• _Input for this task_
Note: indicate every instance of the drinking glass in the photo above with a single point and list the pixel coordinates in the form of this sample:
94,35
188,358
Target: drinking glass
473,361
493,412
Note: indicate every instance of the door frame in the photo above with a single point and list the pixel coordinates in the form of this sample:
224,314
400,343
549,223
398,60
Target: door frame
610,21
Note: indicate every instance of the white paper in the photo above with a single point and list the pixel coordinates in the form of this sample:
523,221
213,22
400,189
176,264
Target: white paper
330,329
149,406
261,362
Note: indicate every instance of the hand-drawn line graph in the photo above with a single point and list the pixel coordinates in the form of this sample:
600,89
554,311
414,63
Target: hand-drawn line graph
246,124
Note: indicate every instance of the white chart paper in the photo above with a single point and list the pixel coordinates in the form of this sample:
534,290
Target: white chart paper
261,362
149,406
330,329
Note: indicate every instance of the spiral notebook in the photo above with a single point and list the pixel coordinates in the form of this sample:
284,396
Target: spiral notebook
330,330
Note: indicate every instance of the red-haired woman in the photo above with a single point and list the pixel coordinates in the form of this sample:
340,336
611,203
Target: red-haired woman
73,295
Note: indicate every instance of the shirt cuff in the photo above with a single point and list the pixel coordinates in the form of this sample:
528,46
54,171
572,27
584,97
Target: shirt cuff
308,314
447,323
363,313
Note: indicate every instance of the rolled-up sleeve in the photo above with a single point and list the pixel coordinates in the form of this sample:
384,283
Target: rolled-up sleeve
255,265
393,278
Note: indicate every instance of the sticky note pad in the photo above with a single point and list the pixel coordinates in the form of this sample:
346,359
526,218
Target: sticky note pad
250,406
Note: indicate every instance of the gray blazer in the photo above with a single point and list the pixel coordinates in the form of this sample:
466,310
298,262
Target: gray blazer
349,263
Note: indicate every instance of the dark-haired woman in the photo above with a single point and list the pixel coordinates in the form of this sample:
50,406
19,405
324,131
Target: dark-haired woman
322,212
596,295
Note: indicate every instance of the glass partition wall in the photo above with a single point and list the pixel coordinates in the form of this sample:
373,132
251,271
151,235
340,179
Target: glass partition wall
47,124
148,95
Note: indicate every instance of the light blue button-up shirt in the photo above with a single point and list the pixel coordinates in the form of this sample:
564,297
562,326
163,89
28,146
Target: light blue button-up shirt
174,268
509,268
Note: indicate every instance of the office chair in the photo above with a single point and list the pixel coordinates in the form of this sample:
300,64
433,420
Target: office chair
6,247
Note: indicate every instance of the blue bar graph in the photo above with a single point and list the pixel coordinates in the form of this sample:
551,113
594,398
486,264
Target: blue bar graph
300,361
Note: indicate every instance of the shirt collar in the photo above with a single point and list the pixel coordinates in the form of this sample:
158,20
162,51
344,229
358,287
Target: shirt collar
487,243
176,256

• _Exercise instructions_
Write out each of the items above word for word, preserving every line and its original order.

• _Answer to the task_
Note: indicate every instance of the drinking glass in the photo above with a single point and list the pixel coordinates in the form of this sample:
94,35
188,358
Target: drinking glass
473,361
493,412
Note: indicate every instance of the door frame in the photo above with a single point and list the pixel coordinates in the form of this sample:
224,314
400,343
549,223
398,60
Target: door frame
610,21
Note: indicate every instance of the white paper in the photo above with a single point and list the pixel coordinates in the form of this sample:
523,221
213,22
400,189
176,264
Target: white paper
330,329
149,406
261,362
Note: indicate every instance of the hand-drawn line graph in the photo above with a single point and list the pixel coordinates in the form of this sample:
600,89
554,311
414,63
Target: hand-drawn line graph
246,124
Note: indicate every instance of the white chart paper in the photo above with a single point and list the pixel coordinates in the form of this sample:
534,290
Target: white chart paper
261,362
149,406
330,329
Note: indicate every instance of the spiral notebook in the photo above with a single point and list the pixel coordinates in the form of this sample:
284,396
Target: spiral notebook
330,330
Note: indicate every instance of the red-haired woman in the photo above with a single point and list the pixel coordinates in the form of this sample:
340,336
611,203
Target: red-haired woman
73,295
Note: indicate every instance of the shirt cuff in the photo above with a single point and list the pixel coordinates in the form of this sample:
528,46
54,171
572,27
584,97
Target: shirt cuff
308,314
447,323
363,313
Note: indicate every instance of the rolled-up sleeve in the photo above with a single point and list the pixel coordinates in the form of this sample:
384,283
Target: rolled-up sleeve
255,265
393,278
Note: indicate every instance of the sticky note pad in the photo above with a single point and list the pixel coordinates in the form of this sample:
346,359
526,218
Target: sticky note pad
250,406
Note: indicate every instance of the gray blazer in the photo above with a single point and list the pixel coordinates in the form of this sample:
466,310
298,262
Target: gray blazer
349,263
Note: indicate every instance of the dark-haired woman in the photo above with a single point and list the pixel coordinates in the form of this sample:
50,406
19,405
324,131
Target: dark-haired woman
322,212
596,295
Note: indicate every instance of the glass partition wall in the photo above with a single point and list the pixel coordinates in the form of this sample:
373,132
251,271
151,235
340,179
Target: glass partition wall
47,124
148,95
Note: indicate every instance of the light blue button-up shirt in the photo above with a single point and list the pixel coordinates in the form of this sample:
564,297
562,326
163,89
28,146
Target: light blue button-up shirt
174,268
509,268
Note: indicate every instance of the office chair in the photo above with a single point and list the pixel coordinates in the form of this sample:
300,64
433,420
Target: office chair
6,247
Note: indicate every instance of the blue bar graph in the photo above with a single point and list the pixel coordinates in the form of this sample:
551,113
594,398
486,264
Target: blue bar graph
300,361
Note: indicate every instance of the shirt collar in the photo above with a single point and list the pixel coordinates in the form of this sample:
158,20
162,51
344,229
358,287
Target: shirt collar
487,243
176,256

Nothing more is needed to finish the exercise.